[Source information — start]

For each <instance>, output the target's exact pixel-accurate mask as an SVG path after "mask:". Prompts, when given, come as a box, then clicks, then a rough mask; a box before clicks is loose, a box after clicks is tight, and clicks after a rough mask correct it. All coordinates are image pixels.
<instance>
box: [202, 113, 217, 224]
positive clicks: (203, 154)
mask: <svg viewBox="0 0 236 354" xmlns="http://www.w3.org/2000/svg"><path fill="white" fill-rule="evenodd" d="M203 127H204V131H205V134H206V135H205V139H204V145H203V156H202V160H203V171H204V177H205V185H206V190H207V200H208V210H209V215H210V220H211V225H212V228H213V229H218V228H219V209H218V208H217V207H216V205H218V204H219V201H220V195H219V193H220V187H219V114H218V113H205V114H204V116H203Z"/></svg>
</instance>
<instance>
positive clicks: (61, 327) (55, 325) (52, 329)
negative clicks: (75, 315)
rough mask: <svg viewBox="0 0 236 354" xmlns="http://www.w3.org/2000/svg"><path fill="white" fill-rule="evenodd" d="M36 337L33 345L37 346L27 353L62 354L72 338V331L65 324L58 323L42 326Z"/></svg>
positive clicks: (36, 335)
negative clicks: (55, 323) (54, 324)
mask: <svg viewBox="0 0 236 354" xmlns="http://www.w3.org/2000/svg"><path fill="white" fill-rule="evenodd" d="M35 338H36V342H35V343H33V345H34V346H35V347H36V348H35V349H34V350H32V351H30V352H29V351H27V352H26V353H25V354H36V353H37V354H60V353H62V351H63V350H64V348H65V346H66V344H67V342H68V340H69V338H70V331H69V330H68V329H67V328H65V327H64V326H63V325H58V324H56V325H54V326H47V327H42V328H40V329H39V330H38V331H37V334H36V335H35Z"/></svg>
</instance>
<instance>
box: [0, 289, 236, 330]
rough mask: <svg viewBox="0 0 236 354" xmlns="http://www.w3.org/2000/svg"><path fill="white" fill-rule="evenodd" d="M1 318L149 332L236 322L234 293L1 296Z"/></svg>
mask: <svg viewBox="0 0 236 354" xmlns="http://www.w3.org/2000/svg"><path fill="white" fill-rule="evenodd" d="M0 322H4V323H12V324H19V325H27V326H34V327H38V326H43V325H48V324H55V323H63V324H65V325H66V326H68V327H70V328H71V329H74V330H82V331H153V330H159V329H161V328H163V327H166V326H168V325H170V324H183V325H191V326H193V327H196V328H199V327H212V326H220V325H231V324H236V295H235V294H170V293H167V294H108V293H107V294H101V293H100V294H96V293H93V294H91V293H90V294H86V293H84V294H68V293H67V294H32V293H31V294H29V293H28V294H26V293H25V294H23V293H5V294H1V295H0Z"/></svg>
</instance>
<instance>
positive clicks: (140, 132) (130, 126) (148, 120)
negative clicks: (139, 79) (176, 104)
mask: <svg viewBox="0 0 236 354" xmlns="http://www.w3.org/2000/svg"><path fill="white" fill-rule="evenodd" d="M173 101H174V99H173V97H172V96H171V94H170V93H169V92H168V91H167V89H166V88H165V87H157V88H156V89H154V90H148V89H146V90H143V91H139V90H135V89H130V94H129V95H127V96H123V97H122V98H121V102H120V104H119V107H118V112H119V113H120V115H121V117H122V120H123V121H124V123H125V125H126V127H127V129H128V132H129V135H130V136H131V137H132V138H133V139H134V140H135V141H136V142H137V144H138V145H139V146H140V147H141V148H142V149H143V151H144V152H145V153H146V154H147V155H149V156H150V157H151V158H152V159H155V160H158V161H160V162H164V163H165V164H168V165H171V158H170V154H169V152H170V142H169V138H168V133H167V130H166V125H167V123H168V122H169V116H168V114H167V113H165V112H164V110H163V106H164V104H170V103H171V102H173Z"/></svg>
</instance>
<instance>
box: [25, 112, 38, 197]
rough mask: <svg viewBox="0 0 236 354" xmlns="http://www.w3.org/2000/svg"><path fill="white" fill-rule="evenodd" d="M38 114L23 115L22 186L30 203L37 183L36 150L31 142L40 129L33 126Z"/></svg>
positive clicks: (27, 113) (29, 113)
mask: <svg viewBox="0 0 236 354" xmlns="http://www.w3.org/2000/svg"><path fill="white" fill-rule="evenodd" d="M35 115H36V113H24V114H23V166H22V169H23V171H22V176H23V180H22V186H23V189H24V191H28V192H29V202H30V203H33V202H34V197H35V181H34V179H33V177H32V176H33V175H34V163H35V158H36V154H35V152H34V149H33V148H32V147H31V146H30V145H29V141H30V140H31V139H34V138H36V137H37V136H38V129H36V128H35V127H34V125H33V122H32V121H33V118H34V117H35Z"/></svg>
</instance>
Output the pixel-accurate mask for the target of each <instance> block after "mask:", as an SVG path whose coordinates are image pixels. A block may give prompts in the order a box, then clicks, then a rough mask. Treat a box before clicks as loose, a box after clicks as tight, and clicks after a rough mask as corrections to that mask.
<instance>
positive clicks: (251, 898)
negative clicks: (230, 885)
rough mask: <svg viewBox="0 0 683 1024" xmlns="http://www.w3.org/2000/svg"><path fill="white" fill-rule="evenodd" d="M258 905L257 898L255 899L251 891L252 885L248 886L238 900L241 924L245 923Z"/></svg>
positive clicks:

[Source information — finish]

Copy out the whole listing, word for word.

### Result of the exercise
For each <instance>, output the target's exact pixel-accurate mask as an SVG path after "mask:". Prompts, when given, come as a box, then clicks, then a rough mask; a box before clicks is loose, a box after clicks is tight, and clicks after a rough mask correct it. All coordinates are image pixels.
<instance>
box: [202, 113, 217, 224]
positive clicks: (203, 154)
mask: <svg viewBox="0 0 236 354" xmlns="http://www.w3.org/2000/svg"><path fill="white" fill-rule="evenodd" d="M203 127H204V131H205V134H206V135H205V139H204V145H203V156H202V160H203V171H204V177H205V185H206V190H207V200H208V210H209V215H210V220H211V225H212V228H213V229H218V228H219V209H218V208H217V207H216V205H218V204H219V201H220V195H219V193H220V187H219V114H218V113H205V114H204V116H203Z"/></svg>
</instance>
<instance>
positive clicks: (61, 327) (55, 325) (52, 329)
negative clicks: (75, 315)
rough mask: <svg viewBox="0 0 236 354" xmlns="http://www.w3.org/2000/svg"><path fill="white" fill-rule="evenodd" d="M36 337L33 345L37 346L27 353L62 354L72 338V331L65 324L58 323L42 326Z"/></svg>
positive clicks: (36, 335)
negative clicks: (55, 323) (54, 324)
mask: <svg viewBox="0 0 236 354" xmlns="http://www.w3.org/2000/svg"><path fill="white" fill-rule="evenodd" d="M35 338H36V342H35V343H33V345H34V346H35V347H36V348H35V349H34V350H32V351H30V352H29V351H27V352H26V353H25V354H36V353H37V354H60V353H62V351H63V350H64V348H65V346H66V344H67V342H68V340H69V338H70V331H69V330H68V329H67V328H65V327H64V326H63V325H58V324H56V325H54V326H47V327H42V328H40V329H39V330H38V331H37V334H36V335H35Z"/></svg>
</instance>
<instance>
box: [0, 289, 236, 330]
rough mask: <svg viewBox="0 0 236 354" xmlns="http://www.w3.org/2000/svg"><path fill="white" fill-rule="evenodd" d="M1 318L149 332L236 322L234 293L1 296Z"/></svg>
mask: <svg viewBox="0 0 236 354" xmlns="http://www.w3.org/2000/svg"><path fill="white" fill-rule="evenodd" d="M0 322H4V323H12V324H19V325H27V326H34V327H38V326H43V325H48V324H55V323H63V324H65V325H66V326H68V327H70V328H71V329H74V330H82V331H153V330H159V329H161V328H163V327H166V326H168V325H170V324H183V325H191V326H193V327H196V328H199V327H212V326H220V325H231V324H236V295H235V294H170V293H167V294H108V293H107V294H101V293H100V294H96V293H93V294H91V293H90V294H86V293H84V294H68V293H67V294H32V293H31V294H29V293H28V294H26V293H25V294H23V293H5V294H1V295H0Z"/></svg>
</instance>
<instance>
positive clicks: (140, 132) (130, 126) (148, 120)
negative clicks: (139, 79) (176, 104)
mask: <svg viewBox="0 0 236 354" xmlns="http://www.w3.org/2000/svg"><path fill="white" fill-rule="evenodd" d="M173 101H174V99H173V97H172V96H171V94H170V93H169V92H168V91H167V89H166V88H165V87H157V88H156V89H154V90H148V89H146V90H143V91H139V90H135V89H130V94H129V95H127V96H123V97H122V98H121V102H120V104H119V107H118V112H119V113H120V115H121V117H122V120H123V121H124V123H125V125H126V127H127V129H128V132H129V135H130V136H131V137H132V138H133V139H134V140H135V141H136V142H137V144H138V145H139V146H140V147H141V148H142V149H143V151H144V152H145V153H146V154H147V155H149V156H150V157H151V158H152V159H155V160H158V161H160V162H164V163H165V164H168V165H171V158H170V154H169V152H170V142H169V138H168V133H167V130H166V125H167V123H168V122H169V116H168V114H167V113H165V112H164V110H163V106H164V104H170V103H171V102H173Z"/></svg>
</instance>
<instance>
box: [25, 112, 38, 197]
rough mask: <svg viewBox="0 0 236 354" xmlns="http://www.w3.org/2000/svg"><path fill="white" fill-rule="evenodd" d="M38 114L23 115L22 186L30 203L37 183L36 150L31 142L40 129L33 126Z"/></svg>
positive clicks: (27, 113) (29, 113)
mask: <svg viewBox="0 0 236 354" xmlns="http://www.w3.org/2000/svg"><path fill="white" fill-rule="evenodd" d="M35 115H36V113H24V114H23V166H22V169H23V171H22V176H23V180H22V186H23V189H24V191H28V192H29V202H30V203H33V202H34V197H35V181H34V179H33V177H32V176H33V175H34V163H35V158H36V154H35V152H34V149H33V148H32V147H31V146H30V145H29V141H30V140H31V139H34V138H36V137H37V136H38V129H36V128H35V127H34V125H33V122H32V121H33V118H34V117H35Z"/></svg>
</instance>
Output the pixel-accurate mask for the target of each <instance> block after "mask:", as an SVG path whose coordinates are image pixels. A block may give prompts in the order a box, then clicks, then a rough mask. Treat a box before clicks as loose, a box after clicks as tight, and clicks after a rough mask as corrections to that mask.
<instance>
positive clicks: (251, 898)
negative clicks: (230, 885)
rough mask: <svg viewBox="0 0 683 1024" xmlns="http://www.w3.org/2000/svg"><path fill="white" fill-rule="evenodd" d="M258 905L257 898L255 899L251 891L252 885L248 886L238 900L241 924L245 923Z"/></svg>
positive clicks:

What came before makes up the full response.